Your goal: From the first line of the material to the line containing "x=435, y=213", inclusive, write out each line exactly, leaving out the pictures.

Exercise data:
============

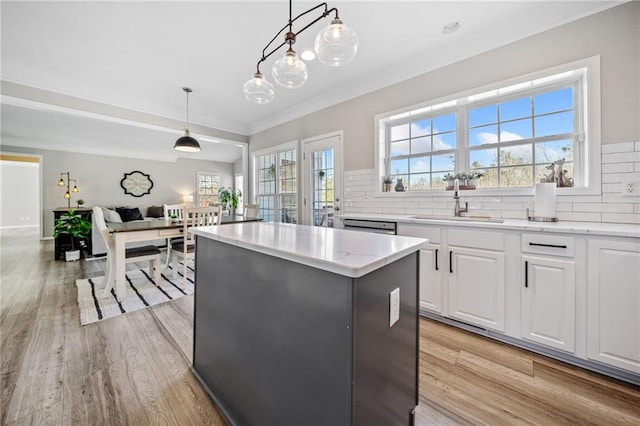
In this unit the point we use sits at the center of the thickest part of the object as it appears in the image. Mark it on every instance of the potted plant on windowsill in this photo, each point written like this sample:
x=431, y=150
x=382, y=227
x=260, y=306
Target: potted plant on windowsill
x=229, y=199
x=77, y=228
x=387, y=180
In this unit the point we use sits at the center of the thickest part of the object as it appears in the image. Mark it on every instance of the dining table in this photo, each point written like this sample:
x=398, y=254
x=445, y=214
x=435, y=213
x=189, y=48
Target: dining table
x=148, y=230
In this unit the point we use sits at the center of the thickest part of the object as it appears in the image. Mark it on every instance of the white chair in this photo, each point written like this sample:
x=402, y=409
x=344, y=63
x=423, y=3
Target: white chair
x=185, y=248
x=137, y=254
x=169, y=210
x=250, y=210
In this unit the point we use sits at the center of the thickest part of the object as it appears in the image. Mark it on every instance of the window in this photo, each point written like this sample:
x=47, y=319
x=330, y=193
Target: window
x=422, y=151
x=276, y=184
x=208, y=185
x=513, y=141
x=511, y=135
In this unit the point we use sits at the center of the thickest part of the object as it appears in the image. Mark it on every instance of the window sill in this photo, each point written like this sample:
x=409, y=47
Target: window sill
x=514, y=192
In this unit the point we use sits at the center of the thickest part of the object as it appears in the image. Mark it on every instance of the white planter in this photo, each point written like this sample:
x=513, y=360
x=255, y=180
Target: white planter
x=72, y=255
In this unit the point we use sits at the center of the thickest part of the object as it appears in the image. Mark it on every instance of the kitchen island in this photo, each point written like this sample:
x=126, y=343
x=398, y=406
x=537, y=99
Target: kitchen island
x=299, y=325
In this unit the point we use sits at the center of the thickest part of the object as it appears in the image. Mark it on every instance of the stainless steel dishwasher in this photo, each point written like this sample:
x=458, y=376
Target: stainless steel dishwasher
x=375, y=226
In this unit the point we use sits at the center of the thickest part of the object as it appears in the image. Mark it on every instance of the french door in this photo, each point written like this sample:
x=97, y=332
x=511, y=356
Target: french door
x=322, y=174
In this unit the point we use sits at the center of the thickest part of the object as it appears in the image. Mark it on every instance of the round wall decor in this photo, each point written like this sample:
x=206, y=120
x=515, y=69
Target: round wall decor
x=136, y=183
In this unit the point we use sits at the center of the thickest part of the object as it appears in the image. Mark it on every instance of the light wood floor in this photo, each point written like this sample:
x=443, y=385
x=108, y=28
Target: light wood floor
x=135, y=368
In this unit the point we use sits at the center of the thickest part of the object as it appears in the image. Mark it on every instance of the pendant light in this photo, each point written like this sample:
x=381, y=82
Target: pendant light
x=336, y=45
x=187, y=143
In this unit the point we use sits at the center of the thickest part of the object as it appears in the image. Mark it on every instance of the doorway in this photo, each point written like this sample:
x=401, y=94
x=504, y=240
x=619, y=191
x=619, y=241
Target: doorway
x=20, y=191
x=322, y=172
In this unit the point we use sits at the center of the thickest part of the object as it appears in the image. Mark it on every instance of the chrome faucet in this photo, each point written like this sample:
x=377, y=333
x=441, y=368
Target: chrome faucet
x=457, y=210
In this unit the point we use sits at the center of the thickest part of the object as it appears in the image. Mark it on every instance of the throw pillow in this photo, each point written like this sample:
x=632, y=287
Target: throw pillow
x=128, y=214
x=155, y=211
x=110, y=215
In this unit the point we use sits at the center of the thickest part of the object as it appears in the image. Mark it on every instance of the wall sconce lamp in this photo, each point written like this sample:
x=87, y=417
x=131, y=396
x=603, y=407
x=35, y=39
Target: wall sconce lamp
x=74, y=190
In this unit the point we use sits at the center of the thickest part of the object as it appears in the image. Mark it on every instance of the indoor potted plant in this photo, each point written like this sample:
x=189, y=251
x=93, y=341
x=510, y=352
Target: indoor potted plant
x=77, y=228
x=229, y=199
x=387, y=180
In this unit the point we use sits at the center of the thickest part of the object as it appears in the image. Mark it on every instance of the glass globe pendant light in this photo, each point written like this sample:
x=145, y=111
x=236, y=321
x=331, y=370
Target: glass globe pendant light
x=187, y=143
x=290, y=71
x=336, y=45
x=258, y=90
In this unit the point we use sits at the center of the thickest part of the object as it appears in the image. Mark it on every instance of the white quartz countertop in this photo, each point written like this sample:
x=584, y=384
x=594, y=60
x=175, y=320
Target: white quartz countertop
x=590, y=228
x=352, y=254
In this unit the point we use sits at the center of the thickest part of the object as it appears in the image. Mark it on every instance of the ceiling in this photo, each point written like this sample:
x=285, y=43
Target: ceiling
x=137, y=56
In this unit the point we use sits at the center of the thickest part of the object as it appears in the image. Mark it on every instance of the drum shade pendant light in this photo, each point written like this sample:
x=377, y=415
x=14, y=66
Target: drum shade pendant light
x=187, y=143
x=335, y=45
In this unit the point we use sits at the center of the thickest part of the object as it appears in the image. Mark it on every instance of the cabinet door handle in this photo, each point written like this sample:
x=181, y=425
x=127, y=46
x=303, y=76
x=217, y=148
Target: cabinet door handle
x=548, y=245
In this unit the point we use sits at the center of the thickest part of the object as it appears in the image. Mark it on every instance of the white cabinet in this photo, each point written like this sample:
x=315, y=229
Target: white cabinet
x=613, y=302
x=477, y=287
x=476, y=272
x=549, y=302
x=549, y=291
x=431, y=265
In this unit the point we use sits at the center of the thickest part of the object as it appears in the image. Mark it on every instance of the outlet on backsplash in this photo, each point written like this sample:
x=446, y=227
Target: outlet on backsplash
x=630, y=188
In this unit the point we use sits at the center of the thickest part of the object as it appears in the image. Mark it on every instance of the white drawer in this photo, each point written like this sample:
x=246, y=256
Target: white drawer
x=476, y=239
x=554, y=245
x=420, y=231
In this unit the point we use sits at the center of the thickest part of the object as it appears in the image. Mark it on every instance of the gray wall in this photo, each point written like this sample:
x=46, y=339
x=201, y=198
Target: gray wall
x=99, y=180
x=614, y=34
x=19, y=193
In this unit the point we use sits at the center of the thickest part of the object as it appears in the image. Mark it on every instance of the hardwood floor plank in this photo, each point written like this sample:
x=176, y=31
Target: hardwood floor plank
x=182, y=390
x=49, y=416
x=156, y=342
x=177, y=320
x=620, y=408
x=499, y=352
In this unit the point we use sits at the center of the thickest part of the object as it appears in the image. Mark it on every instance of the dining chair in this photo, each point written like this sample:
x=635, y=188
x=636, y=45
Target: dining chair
x=250, y=210
x=169, y=210
x=135, y=254
x=185, y=247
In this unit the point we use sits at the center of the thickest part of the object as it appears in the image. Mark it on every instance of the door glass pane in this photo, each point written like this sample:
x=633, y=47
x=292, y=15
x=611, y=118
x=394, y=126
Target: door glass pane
x=322, y=188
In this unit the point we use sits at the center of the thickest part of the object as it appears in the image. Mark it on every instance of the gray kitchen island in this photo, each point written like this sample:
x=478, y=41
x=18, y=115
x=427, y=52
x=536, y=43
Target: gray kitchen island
x=300, y=325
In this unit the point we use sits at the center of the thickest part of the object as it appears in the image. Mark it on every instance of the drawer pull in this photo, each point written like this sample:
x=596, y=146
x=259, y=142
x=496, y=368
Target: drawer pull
x=548, y=245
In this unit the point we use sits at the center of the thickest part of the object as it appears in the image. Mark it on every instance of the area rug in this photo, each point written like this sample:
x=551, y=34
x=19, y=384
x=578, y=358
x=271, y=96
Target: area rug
x=141, y=293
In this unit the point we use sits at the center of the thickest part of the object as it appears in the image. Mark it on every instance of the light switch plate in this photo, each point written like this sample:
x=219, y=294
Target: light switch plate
x=394, y=306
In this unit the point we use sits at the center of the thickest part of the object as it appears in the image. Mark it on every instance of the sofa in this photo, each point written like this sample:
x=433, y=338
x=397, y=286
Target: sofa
x=125, y=214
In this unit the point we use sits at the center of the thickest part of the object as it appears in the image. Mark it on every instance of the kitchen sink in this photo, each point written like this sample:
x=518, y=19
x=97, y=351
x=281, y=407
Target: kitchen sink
x=459, y=218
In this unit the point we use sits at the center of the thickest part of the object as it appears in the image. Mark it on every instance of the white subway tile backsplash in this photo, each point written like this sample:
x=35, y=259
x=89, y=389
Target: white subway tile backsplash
x=618, y=168
x=619, y=161
x=621, y=218
x=604, y=208
x=611, y=188
x=580, y=217
x=621, y=157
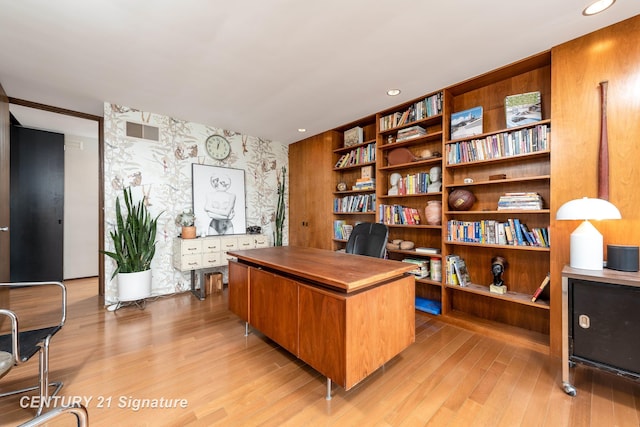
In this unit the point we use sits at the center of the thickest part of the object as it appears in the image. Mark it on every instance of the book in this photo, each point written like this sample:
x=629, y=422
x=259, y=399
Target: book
x=523, y=108
x=543, y=285
x=466, y=123
x=461, y=272
x=353, y=136
x=424, y=250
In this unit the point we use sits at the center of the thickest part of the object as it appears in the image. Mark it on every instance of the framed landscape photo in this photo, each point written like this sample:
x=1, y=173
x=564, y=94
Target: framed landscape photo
x=353, y=136
x=466, y=123
x=523, y=108
x=218, y=200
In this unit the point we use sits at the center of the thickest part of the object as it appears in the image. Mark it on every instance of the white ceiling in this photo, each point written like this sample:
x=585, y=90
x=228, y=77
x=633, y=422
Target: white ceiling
x=268, y=67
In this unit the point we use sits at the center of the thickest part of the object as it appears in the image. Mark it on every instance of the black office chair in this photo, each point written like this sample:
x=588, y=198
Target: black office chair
x=19, y=346
x=368, y=238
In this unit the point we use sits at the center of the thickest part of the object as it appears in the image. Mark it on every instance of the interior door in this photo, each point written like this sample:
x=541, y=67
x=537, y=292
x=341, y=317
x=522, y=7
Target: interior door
x=4, y=187
x=37, y=205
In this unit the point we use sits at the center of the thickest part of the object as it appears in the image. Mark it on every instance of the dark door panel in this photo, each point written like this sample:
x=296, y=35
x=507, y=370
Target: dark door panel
x=37, y=202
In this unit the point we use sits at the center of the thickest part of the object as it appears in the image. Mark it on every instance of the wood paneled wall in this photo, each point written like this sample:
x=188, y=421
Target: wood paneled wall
x=578, y=66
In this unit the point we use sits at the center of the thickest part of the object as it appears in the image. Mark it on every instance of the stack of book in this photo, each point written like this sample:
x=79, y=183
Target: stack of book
x=428, y=107
x=410, y=133
x=493, y=232
x=398, y=215
x=341, y=230
x=505, y=144
x=520, y=201
x=421, y=269
x=355, y=203
x=364, y=184
x=363, y=154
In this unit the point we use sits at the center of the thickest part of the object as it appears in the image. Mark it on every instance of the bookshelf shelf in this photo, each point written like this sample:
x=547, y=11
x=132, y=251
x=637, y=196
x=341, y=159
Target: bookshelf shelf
x=500, y=181
x=514, y=297
x=508, y=247
x=437, y=195
x=510, y=212
x=433, y=161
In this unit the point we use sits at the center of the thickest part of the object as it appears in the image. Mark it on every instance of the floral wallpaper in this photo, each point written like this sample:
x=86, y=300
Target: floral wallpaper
x=160, y=172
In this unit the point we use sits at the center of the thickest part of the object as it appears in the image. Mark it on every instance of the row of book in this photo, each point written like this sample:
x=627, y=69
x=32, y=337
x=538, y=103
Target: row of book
x=520, y=201
x=342, y=230
x=430, y=106
x=357, y=156
x=398, y=215
x=416, y=183
x=505, y=144
x=455, y=271
x=493, y=232
x=355, y=203
x=364, y=184
x=410, y=133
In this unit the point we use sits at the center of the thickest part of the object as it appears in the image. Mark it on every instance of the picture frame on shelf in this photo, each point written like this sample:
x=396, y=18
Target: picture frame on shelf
x=466, y=123
x=353, y=136
x=522, y=109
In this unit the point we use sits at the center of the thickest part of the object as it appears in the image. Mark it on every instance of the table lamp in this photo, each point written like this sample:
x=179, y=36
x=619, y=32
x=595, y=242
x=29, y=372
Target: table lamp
x=586, y=241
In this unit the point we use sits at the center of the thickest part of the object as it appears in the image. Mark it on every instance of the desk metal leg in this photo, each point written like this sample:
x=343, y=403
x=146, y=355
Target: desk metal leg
x=200, y=295
x=566, y=374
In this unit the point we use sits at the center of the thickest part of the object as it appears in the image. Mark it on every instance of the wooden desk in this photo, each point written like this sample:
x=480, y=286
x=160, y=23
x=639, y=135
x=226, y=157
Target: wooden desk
x=344, y=315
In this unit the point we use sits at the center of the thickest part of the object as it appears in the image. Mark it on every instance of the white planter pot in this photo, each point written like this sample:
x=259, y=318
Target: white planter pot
x=134, y=286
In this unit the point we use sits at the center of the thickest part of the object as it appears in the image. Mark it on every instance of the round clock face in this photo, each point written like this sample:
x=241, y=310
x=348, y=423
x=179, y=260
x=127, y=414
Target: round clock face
x=218, y=147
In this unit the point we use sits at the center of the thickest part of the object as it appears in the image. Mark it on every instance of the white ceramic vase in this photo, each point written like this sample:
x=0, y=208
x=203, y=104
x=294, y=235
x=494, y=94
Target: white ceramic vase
x=134, y=286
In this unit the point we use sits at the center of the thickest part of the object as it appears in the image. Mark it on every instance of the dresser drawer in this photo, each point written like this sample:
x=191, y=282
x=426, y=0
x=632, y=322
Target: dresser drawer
x=210, y=245
x=213, y=259
x=245, y=242
x=188, y=262
x=228, y=243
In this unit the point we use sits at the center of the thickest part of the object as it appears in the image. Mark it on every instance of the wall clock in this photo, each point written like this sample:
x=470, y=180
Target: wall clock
x=218, y=147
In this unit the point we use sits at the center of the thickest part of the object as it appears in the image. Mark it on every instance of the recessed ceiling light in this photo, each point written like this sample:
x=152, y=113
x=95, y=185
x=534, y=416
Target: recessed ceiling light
x=597, y=7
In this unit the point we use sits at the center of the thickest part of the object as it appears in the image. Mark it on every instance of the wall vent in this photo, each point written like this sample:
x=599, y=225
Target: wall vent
x=138, y=130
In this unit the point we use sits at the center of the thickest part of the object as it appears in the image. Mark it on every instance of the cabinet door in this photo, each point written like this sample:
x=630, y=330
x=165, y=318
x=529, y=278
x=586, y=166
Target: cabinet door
x=322, y=332
x=310, y=191
x=273, y=307
x=604, y=325
x=239, y=290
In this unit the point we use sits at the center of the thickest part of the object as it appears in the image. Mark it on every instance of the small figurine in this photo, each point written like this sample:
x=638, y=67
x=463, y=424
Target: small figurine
x=498, y=265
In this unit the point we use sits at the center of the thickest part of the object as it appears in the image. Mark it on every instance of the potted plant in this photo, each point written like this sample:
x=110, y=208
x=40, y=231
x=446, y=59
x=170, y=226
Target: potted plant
x=280, y=212
x=134, y=241
x=187, y=220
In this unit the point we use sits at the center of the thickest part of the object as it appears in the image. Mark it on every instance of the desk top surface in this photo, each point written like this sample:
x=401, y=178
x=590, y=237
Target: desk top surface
x=346, y=272
x=605, y=275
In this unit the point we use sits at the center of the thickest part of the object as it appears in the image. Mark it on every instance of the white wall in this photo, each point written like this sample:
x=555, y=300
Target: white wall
x=80, y=207
x=160, y=171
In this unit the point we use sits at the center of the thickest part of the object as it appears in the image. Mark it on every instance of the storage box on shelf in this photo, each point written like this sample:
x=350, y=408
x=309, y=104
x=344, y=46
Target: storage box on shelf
x=354, y=179
x=500, y=162
x=409, y=146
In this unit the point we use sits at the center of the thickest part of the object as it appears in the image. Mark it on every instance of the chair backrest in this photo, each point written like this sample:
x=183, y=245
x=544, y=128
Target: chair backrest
x=368, y=238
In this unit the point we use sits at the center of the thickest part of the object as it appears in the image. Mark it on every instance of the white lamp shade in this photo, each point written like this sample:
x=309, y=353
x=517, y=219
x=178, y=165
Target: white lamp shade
x=586, y=247
x=586, y=241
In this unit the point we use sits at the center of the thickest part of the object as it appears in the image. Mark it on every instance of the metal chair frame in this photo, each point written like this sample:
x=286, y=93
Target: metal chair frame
x=24, y=344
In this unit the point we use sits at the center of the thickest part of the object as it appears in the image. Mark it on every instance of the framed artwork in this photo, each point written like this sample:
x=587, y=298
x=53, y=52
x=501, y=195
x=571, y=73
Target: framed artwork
x=218, y=200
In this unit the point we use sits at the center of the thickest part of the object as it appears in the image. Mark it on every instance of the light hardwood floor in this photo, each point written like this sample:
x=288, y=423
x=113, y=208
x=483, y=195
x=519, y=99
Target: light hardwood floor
x=183, y=348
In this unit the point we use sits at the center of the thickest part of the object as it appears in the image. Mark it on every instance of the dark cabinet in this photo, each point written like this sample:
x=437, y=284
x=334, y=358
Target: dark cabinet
x=601, y=320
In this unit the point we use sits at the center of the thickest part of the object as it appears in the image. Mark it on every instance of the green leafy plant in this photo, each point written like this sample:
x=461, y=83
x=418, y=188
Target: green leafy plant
x=186, y=219
x=277, y=239
x=134, y=236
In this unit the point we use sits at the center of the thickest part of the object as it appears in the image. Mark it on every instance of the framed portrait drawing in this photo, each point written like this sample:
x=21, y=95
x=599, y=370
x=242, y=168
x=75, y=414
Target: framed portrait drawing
x=218, y=200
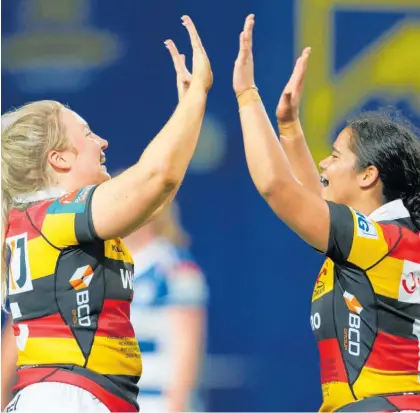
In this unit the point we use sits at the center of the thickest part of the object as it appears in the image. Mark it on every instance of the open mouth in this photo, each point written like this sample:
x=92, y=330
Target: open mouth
x=324, y=181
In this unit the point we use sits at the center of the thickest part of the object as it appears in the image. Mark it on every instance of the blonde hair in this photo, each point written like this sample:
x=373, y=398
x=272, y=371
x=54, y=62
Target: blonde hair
x=168, y=225
x=28, y=134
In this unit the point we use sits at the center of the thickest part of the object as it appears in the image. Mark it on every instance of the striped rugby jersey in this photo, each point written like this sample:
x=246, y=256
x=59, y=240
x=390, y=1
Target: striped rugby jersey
x=366, y=306
x=70, y=295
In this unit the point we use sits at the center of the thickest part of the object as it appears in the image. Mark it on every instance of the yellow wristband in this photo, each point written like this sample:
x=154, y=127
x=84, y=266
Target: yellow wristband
x=248, y=96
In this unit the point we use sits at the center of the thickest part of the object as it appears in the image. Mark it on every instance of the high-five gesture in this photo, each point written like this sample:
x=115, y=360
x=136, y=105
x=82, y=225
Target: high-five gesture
x=183, y=76
x=201, y=69
x=288, y=107
x=243, y=74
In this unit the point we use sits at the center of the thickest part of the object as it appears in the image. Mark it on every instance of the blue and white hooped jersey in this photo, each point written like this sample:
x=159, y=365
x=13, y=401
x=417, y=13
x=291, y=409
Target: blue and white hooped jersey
x=165, y=276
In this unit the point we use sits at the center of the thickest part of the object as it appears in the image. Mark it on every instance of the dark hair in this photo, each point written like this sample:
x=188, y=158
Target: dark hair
x=387, y=140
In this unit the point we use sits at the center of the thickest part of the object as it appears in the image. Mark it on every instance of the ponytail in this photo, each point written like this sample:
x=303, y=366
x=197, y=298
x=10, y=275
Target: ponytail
x=412, y=203
x=6, y=206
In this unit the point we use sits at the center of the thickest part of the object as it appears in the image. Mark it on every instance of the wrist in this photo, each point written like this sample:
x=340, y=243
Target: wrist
x=290, y=128
x=248, y=97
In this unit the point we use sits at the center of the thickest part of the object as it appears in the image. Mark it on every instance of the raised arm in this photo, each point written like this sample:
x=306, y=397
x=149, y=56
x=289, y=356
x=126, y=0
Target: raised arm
x=301, y=209
x=292, y=138
x=126, y=202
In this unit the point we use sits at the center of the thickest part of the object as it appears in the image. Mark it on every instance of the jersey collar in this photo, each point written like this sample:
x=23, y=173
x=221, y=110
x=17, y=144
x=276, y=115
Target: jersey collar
x=48, y=193
x=390, y=211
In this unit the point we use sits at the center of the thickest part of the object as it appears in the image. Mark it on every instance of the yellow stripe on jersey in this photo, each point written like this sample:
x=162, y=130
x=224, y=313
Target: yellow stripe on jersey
x=372, y=240
x=117, y=250
x=50, y=350
x=59, y=229
x=335, y=394
x=386, y=277
x=325, y=281
x=42, y=258
x=372, y=382
x=115, y=355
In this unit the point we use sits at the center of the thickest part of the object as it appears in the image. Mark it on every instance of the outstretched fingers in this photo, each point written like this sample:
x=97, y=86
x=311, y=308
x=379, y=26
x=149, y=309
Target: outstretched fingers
x=245, y=39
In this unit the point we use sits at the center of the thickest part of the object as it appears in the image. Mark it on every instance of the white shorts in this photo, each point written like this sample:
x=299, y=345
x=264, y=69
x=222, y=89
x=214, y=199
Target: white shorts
x=54, y=398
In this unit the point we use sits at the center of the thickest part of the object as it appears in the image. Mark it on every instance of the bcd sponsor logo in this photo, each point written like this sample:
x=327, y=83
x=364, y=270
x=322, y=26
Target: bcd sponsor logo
x=410, y=283
x=81, y=280
x=352, y=334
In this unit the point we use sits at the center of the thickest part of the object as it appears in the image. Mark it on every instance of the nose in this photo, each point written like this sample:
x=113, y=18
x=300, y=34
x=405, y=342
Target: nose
x=324, y=163
x=103, y=143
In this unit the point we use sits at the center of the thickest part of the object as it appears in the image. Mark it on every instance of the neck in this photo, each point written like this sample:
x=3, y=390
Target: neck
x=366, y=206
x=136, y=241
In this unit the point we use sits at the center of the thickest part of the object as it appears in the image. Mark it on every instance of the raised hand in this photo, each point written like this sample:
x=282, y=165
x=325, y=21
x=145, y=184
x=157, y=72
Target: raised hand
x=243, y=73
x=201, y=69
x=288, y=107
x=183, y=76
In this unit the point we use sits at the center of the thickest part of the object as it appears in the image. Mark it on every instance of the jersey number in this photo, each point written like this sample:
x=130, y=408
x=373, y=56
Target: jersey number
x=17, y=264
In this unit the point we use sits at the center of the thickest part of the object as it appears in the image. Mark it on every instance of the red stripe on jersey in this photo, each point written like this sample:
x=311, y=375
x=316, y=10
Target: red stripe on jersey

============

Reply:
In this unit the point we use sits at the center of the thickest part of the object as it appears in the image. Mark it on every instance of the potted plant on windowsill in this photo, each point written like this sample:
x=431, y=150
x=382, y=227
x=260, y=306
Target: potted plant on windowsill
x=229, y=199
x=77, y=228
x=387, y=180
In this unit the point we use sits at the center of the thickest part of the object as it appears in the image. Mark it on every instance of the dining table in this photo, each point written like this sample:
x=398, y=254
x=445, y=214
x=435, y=213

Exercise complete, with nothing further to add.